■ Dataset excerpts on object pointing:
▼▼▼

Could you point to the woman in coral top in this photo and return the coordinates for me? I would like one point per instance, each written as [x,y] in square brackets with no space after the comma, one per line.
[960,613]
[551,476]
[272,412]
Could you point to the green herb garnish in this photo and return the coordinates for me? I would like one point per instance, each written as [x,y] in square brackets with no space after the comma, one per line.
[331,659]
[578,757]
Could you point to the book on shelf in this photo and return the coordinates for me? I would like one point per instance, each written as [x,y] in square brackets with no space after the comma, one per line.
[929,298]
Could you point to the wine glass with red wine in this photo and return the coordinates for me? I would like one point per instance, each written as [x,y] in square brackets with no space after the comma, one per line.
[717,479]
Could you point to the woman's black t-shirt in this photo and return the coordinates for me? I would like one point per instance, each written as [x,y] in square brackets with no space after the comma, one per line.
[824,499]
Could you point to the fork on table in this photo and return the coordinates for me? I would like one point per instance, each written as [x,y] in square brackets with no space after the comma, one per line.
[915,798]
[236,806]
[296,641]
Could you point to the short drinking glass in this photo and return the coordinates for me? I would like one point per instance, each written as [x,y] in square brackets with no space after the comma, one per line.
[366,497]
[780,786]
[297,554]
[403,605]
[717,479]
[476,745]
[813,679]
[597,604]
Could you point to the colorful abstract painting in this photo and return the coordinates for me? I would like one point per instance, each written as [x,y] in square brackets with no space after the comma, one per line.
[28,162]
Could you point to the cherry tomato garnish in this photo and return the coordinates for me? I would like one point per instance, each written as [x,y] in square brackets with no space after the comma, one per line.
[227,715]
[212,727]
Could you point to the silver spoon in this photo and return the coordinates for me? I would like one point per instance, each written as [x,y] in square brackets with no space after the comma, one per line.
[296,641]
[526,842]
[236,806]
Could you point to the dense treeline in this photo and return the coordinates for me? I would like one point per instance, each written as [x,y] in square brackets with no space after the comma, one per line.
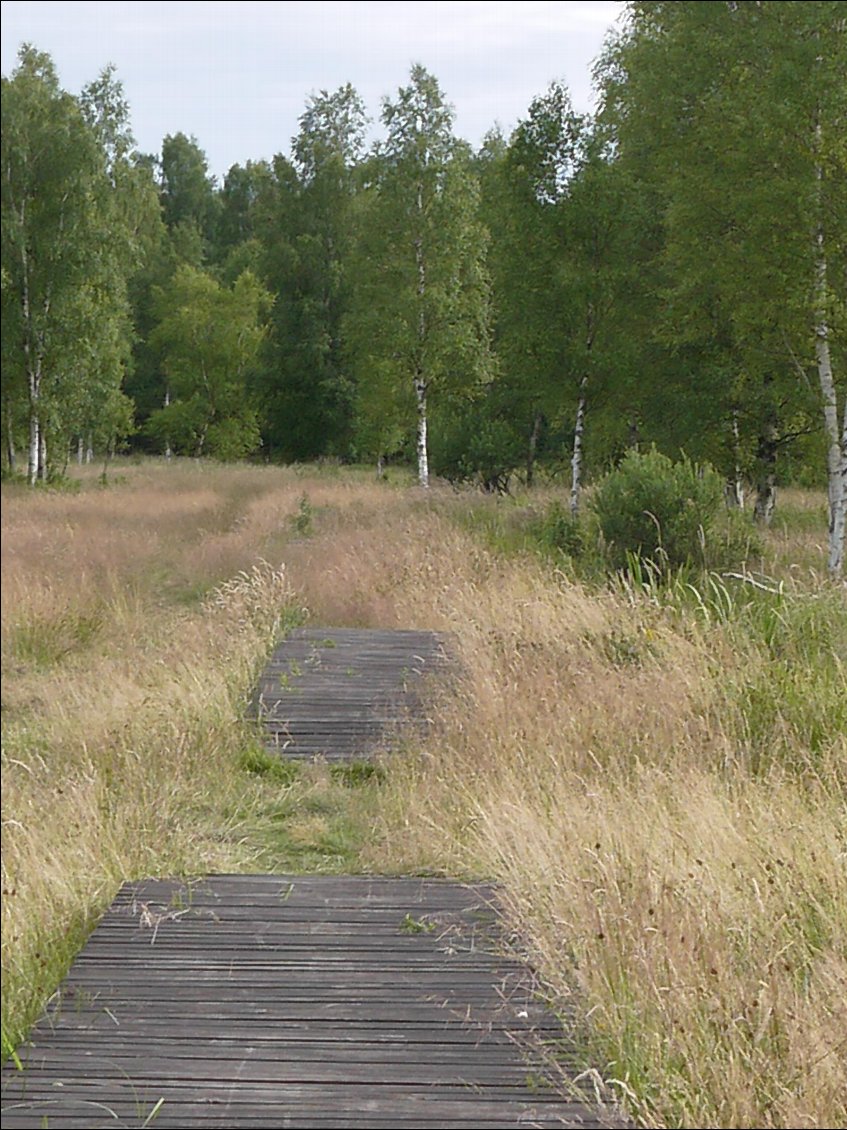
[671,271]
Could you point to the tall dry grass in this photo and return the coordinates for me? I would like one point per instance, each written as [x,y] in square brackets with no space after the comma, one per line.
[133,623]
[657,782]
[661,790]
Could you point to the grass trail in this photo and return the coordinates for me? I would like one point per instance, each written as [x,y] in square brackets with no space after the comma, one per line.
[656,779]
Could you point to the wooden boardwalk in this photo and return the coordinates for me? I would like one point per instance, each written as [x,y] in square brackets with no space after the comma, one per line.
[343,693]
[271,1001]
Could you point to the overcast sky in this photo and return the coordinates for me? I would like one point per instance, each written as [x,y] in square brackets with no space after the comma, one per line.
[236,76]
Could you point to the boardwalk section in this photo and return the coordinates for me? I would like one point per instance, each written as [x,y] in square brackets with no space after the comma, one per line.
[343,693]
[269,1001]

▲▲▲

■ What you will do: Give back each entry exactly as it appears, with no pictures.

■ Task solution:
Could you point to the woman in coral top in this photo and return the coordinates for me? I would like one point per instance, each written as [x,y] in square brackets with no space after the comma, one per line.
[960,613]
[551,476]
[272,412]
Could you point to the green herb garnish in this photo and return the coordinates for me? I would like one point per instance, each written as [x,y] in square brackets with no space after the comma, one per line.
[331,659]
[578,757]
Could you point to the book on shelf in this photo and return the coordinates for me? I would like one point per instance, each written as [x,y] in square brackets with no space after the comma, one per line.
[929,298]
Could you point to the wine glass with red wine in this photo and return the coordinates for me? I would like one point per instance, each written as [x,y] in square brackets with no space after the comma, one per line.
[717,479]
Could you point to the woman's black t-shirt in this photo and return the coordinates for me? I would like one point per instance, each written as [x,y] in square brackets with no space after the comma, one per line.
[824,499]
Could you point to the fork on table in this photo and return the coordinates for me? I would like one point per instance, each written as [x,y] in square brackets with no space after the comma, one per line.
[915,798]
[236,806]
[296,641]
Could you point to the short drinking glass in this photo and return the coordinates for me? I would like one point per instance, each written as [x,y] in square brackets with no space after the comma, one per line.
[366,497]
[780,786]
[297,554]
[403,605]
[717,479]
[476,745]
[813,679]
[597,604]
Could you point to the colorful abstract painting in this photo and return the coordinates for me? I would like one point per instance, each written as [x,y] in square brackets with no space after the comma, one per line.
[28,162]
Could you point to the cherry tomato garnish in this photo and return the coordinates for me? I would like one point per instance, each written as [x,y] in square brackets with no space after the comma, one per line.
[227,715]
[212,727]
Could you point to the silver spoon in this photo and return the coordinates for me? I would like one point per instance, each written as [x,y] in square brackets with no space after the comma, one per line.
[296,641]
[526,842]
[236,806]
Could you point to the dense treeline in this photo and return the coordinates for me? I would like one point per instance, each written as [x,y] in square brackets with no space after the comma, one per line.
[671,271]
Could you point to the tall dry grass in this photo and return the coordinates for me? I would like one point per instance, each written as [x,y] in square brackets with no space after the comma, one per line.
[133,623]
[657,782]
[661,790]
Could you point to the grass trail in this photo and return the coordinates for me? I would like one point per instance, each written as [x,y] in square brackets with no space after the comma, one per line.
[656,779]
Could you point to the wooden boardwalk in this photo and return the coordinates for me? I would like one point per instance, each written as [x,y] in square brackets with no space after the comma, one per line.
[343,693]
[271,1001]
Could you point to the overcast sky in this photo and return the coordinates for me? I would like one point per instance, each written as [x,y] in square brackets with no space after the comma, one per line.
[236,76]
Could you point to the boardwalk section in this photo and return the coordinates for me? I would like one point per instance, each written as [x,y] in square brackets with no space after the comma, one per line.
[343,693]
[269,1001]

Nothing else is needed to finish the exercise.